• _Exercise inputs_
☆ ☆ ☆ ☆ ☆

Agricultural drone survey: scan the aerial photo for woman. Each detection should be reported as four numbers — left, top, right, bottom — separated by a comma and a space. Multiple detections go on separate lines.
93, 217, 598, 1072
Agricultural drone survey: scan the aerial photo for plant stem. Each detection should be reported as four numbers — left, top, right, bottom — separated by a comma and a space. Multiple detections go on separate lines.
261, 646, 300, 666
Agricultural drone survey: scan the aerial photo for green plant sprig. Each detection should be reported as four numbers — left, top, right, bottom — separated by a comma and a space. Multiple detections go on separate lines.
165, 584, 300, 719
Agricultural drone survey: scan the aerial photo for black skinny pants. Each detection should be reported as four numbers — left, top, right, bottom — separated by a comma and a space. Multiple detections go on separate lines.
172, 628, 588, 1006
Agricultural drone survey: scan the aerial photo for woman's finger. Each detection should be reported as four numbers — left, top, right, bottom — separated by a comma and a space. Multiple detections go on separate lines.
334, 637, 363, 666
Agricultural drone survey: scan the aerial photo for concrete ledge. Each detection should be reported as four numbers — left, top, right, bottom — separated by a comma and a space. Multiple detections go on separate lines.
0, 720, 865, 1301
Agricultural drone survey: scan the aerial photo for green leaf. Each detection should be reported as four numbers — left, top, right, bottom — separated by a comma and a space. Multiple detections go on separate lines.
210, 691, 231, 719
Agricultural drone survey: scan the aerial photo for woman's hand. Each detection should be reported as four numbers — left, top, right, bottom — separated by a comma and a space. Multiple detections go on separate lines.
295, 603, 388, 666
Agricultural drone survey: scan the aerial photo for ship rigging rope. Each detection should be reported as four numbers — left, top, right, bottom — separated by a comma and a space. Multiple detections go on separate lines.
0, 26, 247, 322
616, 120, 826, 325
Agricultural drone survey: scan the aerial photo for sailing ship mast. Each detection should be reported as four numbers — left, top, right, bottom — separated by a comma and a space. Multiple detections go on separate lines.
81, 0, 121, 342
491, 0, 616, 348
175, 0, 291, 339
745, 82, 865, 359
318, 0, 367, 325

☆ ☆ ☆ ☆ ☆

Reproduce the data above, swapping every "scan" for "search" and leaving everything else unchanged.

• _Solved exercise_
Agricultural drone survey: search the aerial photo for woman. Each detection should be reported as four numbers — left, top, right, bottom — separated by a comma and a space. Multiple detections go on separate lines.
93, 217, 598, 1072
Agricultural drone survey: search the aerial photo for plant stem. Each detection should be reported as four numbers — left, top, right, bottom — separated by a comma and a space. Multiple detections go on separate lines.
261, 646, 300, 666
Agricultural drone survey: search the aerial photo for green plant sprig. Each detection should be reported as four numbers — left, top, right, bottom — separated by a comma and a space. Multiple detections go on separate lines.
165, 584, 300, 719
Agricultural drone survey: search the aerial photo for black skinny pants. Each detection should be reported as four numbers — left, top, right, bottom — separated by a comma and a space. Multiple detections go on separate lines.
172, 628, 588, 1006
Agricultural drone survey: search the aerial photo for woman's finger. Each detection should be reported as four numbers — left, top, right, bottom — separated by a comma and a space. Multiple detections go on separate lines.
334, 637, 363, 666
Agricultural drone survey: search the aerial photo for concrete ledge. Each detection should be reported as four numbers — left, top, right, bottom — separated by a comma and a space. Multiple detections go on separate lines.
0, 720, 865, 1301
Agricultural drone survey: search the aerial photo for green leaf. Each detection should be reported as four numbers — left, top, right, bottom — separated by a comma and a space. Multiple detections go on separate lines.
210, 691, 231, 719
Agricultural drone survey: search the aerial photo for woman's hand. Each detection should be reported as four numbers — left, top, right, bottom — separated by a comma and a space. Multiple detections go on separate lines.
295, 603, 388, 666
Agricultural drone survey: search the aerial photo for ship rigging rope. Each detection should be reported as four numbers — left, top, right, bottom — separated by a comma and a space. Multiple detections go on separate lines.
0, 26, 247, 322
616, 120, 826, 325
Agricultural drone survey: search the aerial photo for sailing ship mast. Each detection should be reported as four numbers — left, top, right, bottom — separated by a comma and a space. Multiple detections go on separate lines.
81, 0, 121, 342
491, 0, 616, 348
175, 0, 291, 339
745, 82, 865, 359
318, 0, 367, 325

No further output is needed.